---------- Quoted text
This looks racy, if the TX path runs in parallel the queue may have
already been filled up at the point you wake it up.

> +}

Why do you clean the TX ring from a work rather than from the NAPI
context?

> +static void mtk_mac_set_rx_mode(struct net_device *ndev)
> +{
> +	struct mtk_mac_priv *priv = netdev_priv(ndev);
> +	struct netdev_hw_addr *hw_addr;
> +	unsigned int hash_addr, i;
> +
> +	if (ndev->flags & IFF_PROMISC) {
> +		regmap_update_bits(priv->regs, MTK_MAC_REG_ARL_CFG,
> +				   MTK_MAC_BIT_ARL_CFG_MISC_MODE,
> +				   MTK_MAC_BIT_ARL_CFG_MISC_MODE);
> +	} else if (netdev_mc_count(ndev) > MTK_MAC_HASHTABLE_MC_LIMIT ||
> +		   ndev->flags & IFF_ALLMULTI) {
> +		for (i = 0; i < MTK_MAC_HASHTABLE_SIZE_MAX; i++)
> +			mtk_mac_set_hashbit(priv, i);
> +	} else {
> +		netdev_for_each_mc_addr(hw_addr, ndev) {
> +			hash_addr = (hw_addr->addr[0] & 0x01) << 8;
> +			hash_addr += hw_addr->addr[5];
> +			mtk_mac_set_hashbit(priv, hash_addr);

Hm, are the hash bits cleared when address is removed?

> +		}
> +	}
> +}

> +static int mtk_mac_receive_packet(struct mtk_mac_priv *priv)
> +{
> +	struct net_device *ndev = mtk_mac_get_netdev(priv);
> +	struct mtk_mac_ring *ring = &priv->rx_ring;
> +	struct device *dev = mtk_mac_get_dev(priv);
> +	struct mtk_mac_ring_desc_data desc_data;
> +	struct sk_buff *new_skb;
> +	int ret;
> +
> +	mtk_mac_lock(priv);
> +	ret = mtk_mac_ring_pop_tail(ring, &desc_data);
> +	mtk_mac_unlock(priv);
> +	if (ret)
--------------------
→ Parts of the exercise
(1) In the driver code review, which register does mtk_mac_set_rx_mode update when the IFF_PROMISC flag is set?
(2) Quote the driver code review word for word, starting at "This looks racy, if" and ending at "mtk_mac_set_rx_mode(struct net_device *ndev)".
(3) Extend the driver code review past its last line.
These records have no connection to the driver code review.
---------- Entries
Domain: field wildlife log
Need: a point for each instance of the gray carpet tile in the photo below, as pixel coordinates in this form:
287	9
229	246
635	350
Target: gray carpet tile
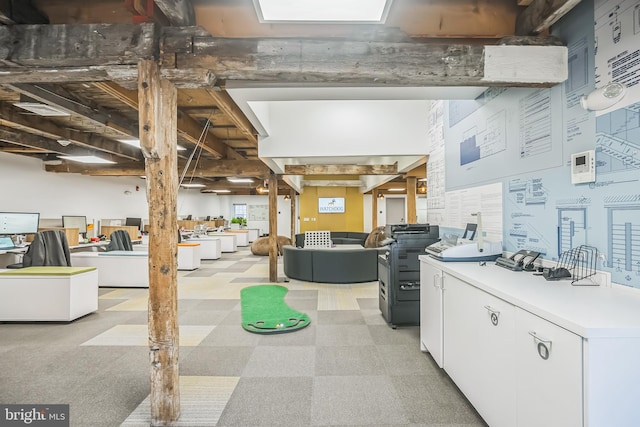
--------------------
→ Task answers
(1) MTK_MAC_REG_ARL_CFG

(2)
This looks racy, if the TX path runs in parallel the queue may have
already been filled up at the point you wake it up.

> +}

Why do you clean the TX ring from a work rather than from the NAPI
context?

> +static void mtk_mac_set_rx_mode(struct net_device *ndev)

(3)
> +		return -1;
> +
> +	mtk_mac_dma_unmap_rx(priv, &desc_data);
> +
> +	if ((desc_data.flags & MTK_MAC_DESC_BIT_RX_CRCE) ||
> +	    (desc_data.flags & MTK_MAC_DESC_BIT_RX_OSIZE)) {
> +		/* Error packet -> drop and reuse skb. */
> +		new_skb = desc_data.skb;
> +		goto map_skb;
> +	}
> +
> +	new_skb = mtk_mac_alloc_skb(ndev);
> +	if (!new_skb) {
> +		netdev_err(ndev, "out of memory for skb\n");

No need for printing, kernel will complain loudly about oom.

> +		ndev->stats.rx_dropped++;
> +		new_skb = desc_data.skb;
> +		goto map_skb;
> +	}
> +
> +	skb_put(desc_data.skb, desc_data.len);
> +	desc_data.skb->ip_summed = CHECKSUM_NONE;
> +	desc_data.skb->protocol = eth_type_trans(desc_data.skb, ndev);
> +	desc_data.skb->dev = ndev;
> +	netif_receive_skb(desc_data.skb);
> +
> +map_skb:
> +	desc_data.dma_addr = mtk_mac_dma_map_rx(priv, new_skb);
> +	if (dma_mapping_error(dev, desc_data.dma_addr)) {
> +		dev_kfree_skb(new_skb);
> +		netdev_err(ndev, "DMA mapping error of RX descriptor\n");
> +		return -ENOMEM;

In this case nothing will ever replenish the RX ring right? If we hit
this condition 128 times the ring will be empty?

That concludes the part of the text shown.